春早,王家寨
2019-04-03王广乐李景霞
文/ 王广乐 李景霞
摄影 / 胡兰涛 付永泰 周西娟 李 达 陈 伟 任 逢 陈有柱 刘全乐
摄影/刘向阳
摄影/胡兰涛
摄影/张 凡
王家寨一年四时,景色优美,春花绿柳,夏蒲红荷,秋苇呈金,冬雪满淀。时间最长最具特色的当属那一泓碧波环绕下的绿意水村风光,因此赢得了“淀中翡翠”之誉。
雄安新区安新县王家寨村,
地处白洋淀深处,四面环水,由于不通旱路,目前是淀区内唯一的纯水村。
从空中俯瞰,王家寨就像一朵水莲花,
远离岸上的尘嚣,
在微微的落寞中独自绽放着来自早年的芳华。
说起王家寨,可圈可点。
北宋时期,在此建水寨屯驻军队,后形成村落。
村东250米处有汉墓群,曾出土过绳纹陶瓦片和小薄砖、板瓦以及肩部印有 “大口田”的大瓮。
“上城子”的传说亦从这里向外流传。
村中有百年以上历史的邢家大院和王家大院,规模犹在,古建尚好。
村北的小学,原为镇龙寺,是繁盛一时的王家寨十三座寺庙之一。
抗战时期,雁翎队曾活跃于此。
现在,白洋淀荷花大观园和白洋淀文化苑又坐落其西,为这座千年古村增添了青春的颜色。
2019年的春节前后,我们几次走进王家寨,
在宽阔的棋盘街和狭窄的小巷中穿行,
走近那些普普通通的村民,去触碰那些平凡而真诚的生命,
感受他们带给我们的每一次感动。
桥,是大村与小村间通行的唯一途径,桥上桥下皆是风景。
不老的老兵王景深
村北,跨过一座新修的水泥桥,顺河边向北拐过胡同,再向东就是王景深老人家。小院收拾得干干净净,房前种着几棵枣树、核桃树、杏树,还有两棵山楂树,西边是一个齐齐整整的小菜园。
进了屋,最先看到的是北墙上方贴着的毛主席像,画像下面、左右两边分别贴着河北地图、中国地图和世界地图。王景深的老伴坐在炕边正在穿着糖葫芦。糖葫芦红彤彤的,一串串码在盘子上,让人看了真是喜欢。见我们来,老人连忙起身给我们让座,吩咐女儿倒茶。

> _练习任务_:
**a)** 在这篇写王家寨的文章中,北宋时期人们在此建了什么?
**b)** 照原文抄写这篇写王家寨的文章中从“桥,是大村与小村间通行的唯一途径,桥上桥下皆是风景。”起到“身给我们让座,吩咐女儿倒茶。”为止(包括这两处)的文字。

> _提取的行_:
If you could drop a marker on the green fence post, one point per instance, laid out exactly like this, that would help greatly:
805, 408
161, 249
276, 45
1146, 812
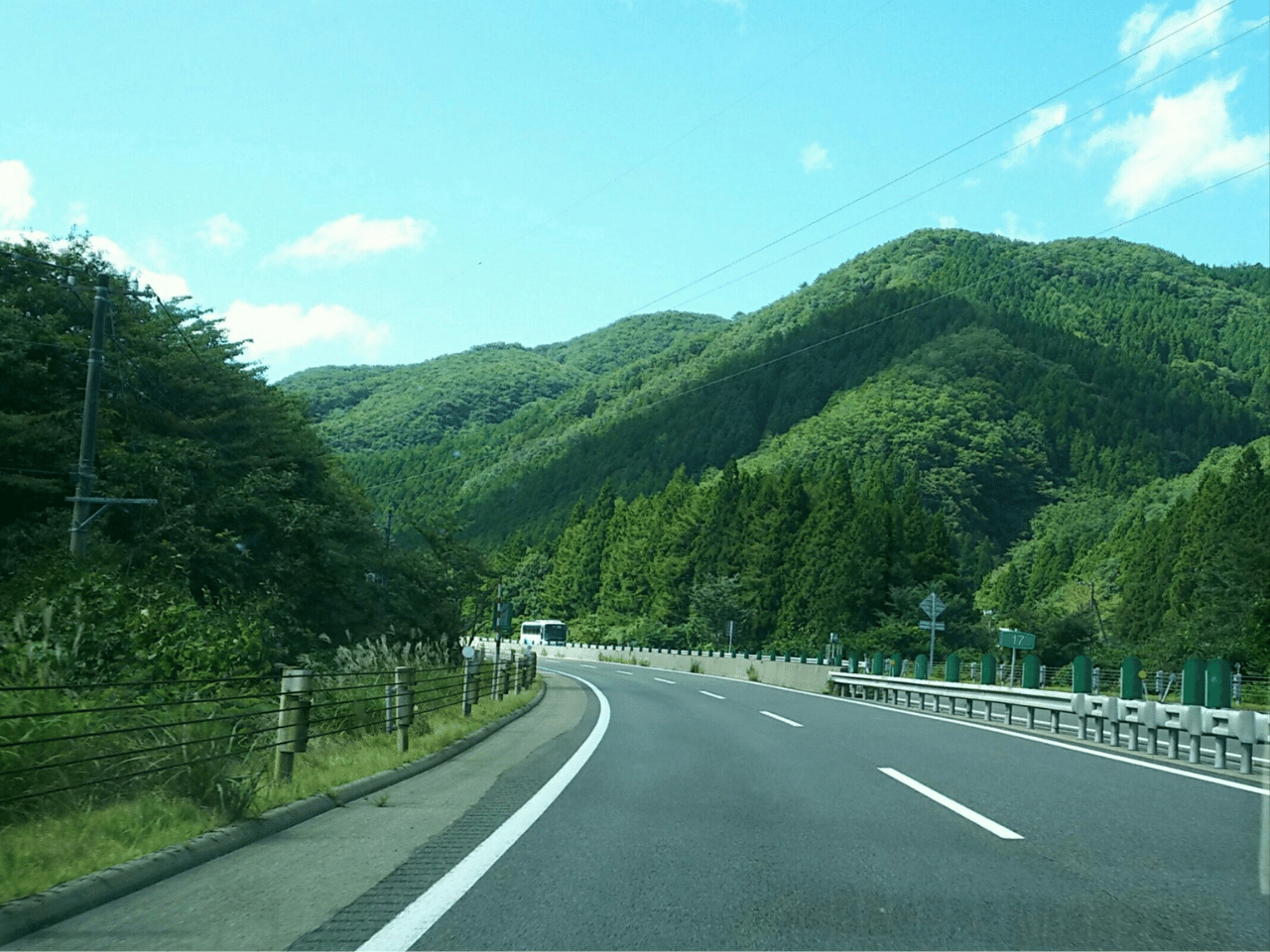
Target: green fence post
1216, 684
1032, 671
988, 669
1193, 680
1082, 675
1130, 679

> _完整解答_:
**a)** 北宋时期在此建水寨屯驻军队。

**b)**
桥,是大村与小村间通行的唯一途径,桥上桥下皆是风景。
不老的老兵王景深
村北,跨过一座新修的水泥桥,顺河边向北拐过胡同,再向东就是王景深老人家。小院收拾得干干净净,房前种着几棵枣树、核桃树、杏树,还有两棵山楂树,西边是一个齐齐整整的小菜园。
进了屋,最先看到的是北墙上方贴着的毛主席像,画像下面、左右两边分别贴着河北地图、中国地图和世界地图。王景深的老伴坐在炕边正在穿着糖葫芦。糖葫芦红彤彤的,一串串码在盘子上,让人看了真是喜欢。见我们来,老人连忙起身给我们让座,吩咐女儿倒茶。